» **CONSIGNE 1**
D'après l'extrait sur le lobbying pharmaceutique, combien GSK a-t-il dépensé depuis 2019 pour tenter d'influencer les acteurs de la santé en France ?
» **CONSIGNE 2**
Recopiez tel quel l'extrait sur le lobbying pharmaceutique, de « Nous avons, pour » jusqu'à « à nos questions. » inclus.

» **EXTRAIT**
Nous avons, pour notre part, épluché les données qui répertorient ce que l’industrie pharmaceutique déclare en lobbying via l’outil en ligne EurosForDocs, qui permet l’exploitation des données publiques de la base Transparence santé. Résultat : GSK a dépensé près de 270 millions d’euros pour tenter d’influencer les acteurs du monde de la santé en France depuis 2019. Et pour Lilly, le fabricant du Prozac, c’est près de 140 millions d’euros. Ce dernier laboratoire n’a pas non plus répondu à nos questions.
Ne pas augmenter “le climat anxiogène”
Le message porté par l’industrie pharmaceutique semble en tout cas avoir eu un certain écho. On le constate dans le compte rendu d’une réunion de l’Agence française du médicament (alors baptisée Agence française de sécurité sanitaire des produits de santé, Afssaps), qui a eu lieu en mars 2005, auquel nous avons eu accès. L’enjeu de cette réunion était de donner des consignes de prescription aux médecins concernant les antidépresseurs chez l’enfant et l’adolescent. "D’éventuelles mesures de restriction (...) augmenteraient le climat anxiogène perçu au niveau des familles, voire l’émergence d’actions en justice", peut-on lire.

» **ENTRÉES AFFICHÉES**
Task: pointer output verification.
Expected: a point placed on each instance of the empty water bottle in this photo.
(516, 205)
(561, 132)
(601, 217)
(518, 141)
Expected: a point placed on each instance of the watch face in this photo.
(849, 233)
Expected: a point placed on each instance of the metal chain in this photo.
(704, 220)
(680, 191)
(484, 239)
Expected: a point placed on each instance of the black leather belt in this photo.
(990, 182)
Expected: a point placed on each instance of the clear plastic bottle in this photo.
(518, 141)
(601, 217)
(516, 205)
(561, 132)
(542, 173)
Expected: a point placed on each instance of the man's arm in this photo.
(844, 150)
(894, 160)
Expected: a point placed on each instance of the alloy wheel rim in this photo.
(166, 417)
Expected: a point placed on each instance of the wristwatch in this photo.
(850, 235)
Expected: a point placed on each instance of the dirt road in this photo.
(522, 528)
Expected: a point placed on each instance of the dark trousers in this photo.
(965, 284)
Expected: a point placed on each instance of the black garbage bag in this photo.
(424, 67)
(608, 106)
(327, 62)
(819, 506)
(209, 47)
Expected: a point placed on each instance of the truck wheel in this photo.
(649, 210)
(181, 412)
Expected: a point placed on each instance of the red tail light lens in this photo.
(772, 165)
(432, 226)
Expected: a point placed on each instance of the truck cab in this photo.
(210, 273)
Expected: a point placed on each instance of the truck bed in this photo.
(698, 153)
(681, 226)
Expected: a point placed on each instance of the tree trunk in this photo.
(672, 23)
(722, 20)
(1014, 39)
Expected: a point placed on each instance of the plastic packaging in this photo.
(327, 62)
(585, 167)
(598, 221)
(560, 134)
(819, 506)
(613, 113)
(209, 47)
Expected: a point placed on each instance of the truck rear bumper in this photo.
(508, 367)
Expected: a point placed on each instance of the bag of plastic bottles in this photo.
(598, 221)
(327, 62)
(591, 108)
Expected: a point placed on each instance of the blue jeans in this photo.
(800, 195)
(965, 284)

» **VOTRE RÉPONSE 1**
Près de 270 millions d'euros.

» **VOTRE RÉPONSE 2**
Nous avons, pour notre part, épluché les données qui répertorient ce que l’industrie pharmaceutique déclare en lobbying via l’outil en ligne EurosForDocs, qui permet l’exploitation des données publiques de la base Transparence santé. Résultat : GSK a dépensé près de 270 millions d’euros pour tenter d’influencer les acteurs du monde de la santé en France depuis 2019. Et pour Lilly, le fabricant du Prozac, c’est près de 140 millions d’euros. Ce dernier laboratoire n’a pas non plus répondu à nos questions.